YOUR GOAL
Copy out the material's lines with every "horse's head" swapped for "horse's mane" and nothing else changed. Leave the pictures out.

──────── MATERIAL FOR THIS TASK ────────

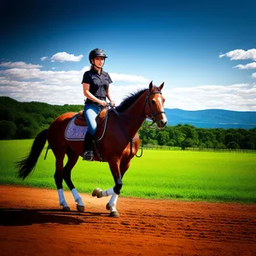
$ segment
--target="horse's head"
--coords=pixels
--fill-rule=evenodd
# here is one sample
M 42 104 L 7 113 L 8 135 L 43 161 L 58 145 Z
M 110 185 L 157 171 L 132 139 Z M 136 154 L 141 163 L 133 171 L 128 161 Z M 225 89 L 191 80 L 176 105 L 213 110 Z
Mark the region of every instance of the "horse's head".
M 146 115 L 156 123 L 159 129 L 162 129 L 167 124 L 167 119 L 164 109 L 165 98 L 161 90 L 164 87 L 162 83 L 159 87 L 149 84 L 148 94 L 146 98 L 144 108 Z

────────

FULL SOLUTION
$ segment
--target="horse's mane"
--coords=pixels
--fill-rule=evenodd
# here is one sample
M 42 104 L 7 113 L 8 135 L 43 161 L 58 145 Z
M 110 185 L 157 171 L 132 139 Z M 136 154 L 141 163 L 133 171 L 128 161 Z M 225 89 L 191 80 L 176 105 L 213 110 Z
Mark the region of every instance of the "horse's mane".
M 146 115 L 156 123 L 159 129 L 162 129 L 167 124 L 167 119 L 164 109 L 165 98 L 161 90 L 164 87 L 162 83 L 159 87 L 149 84 L 148 94 L 146 98 L 144 108 Z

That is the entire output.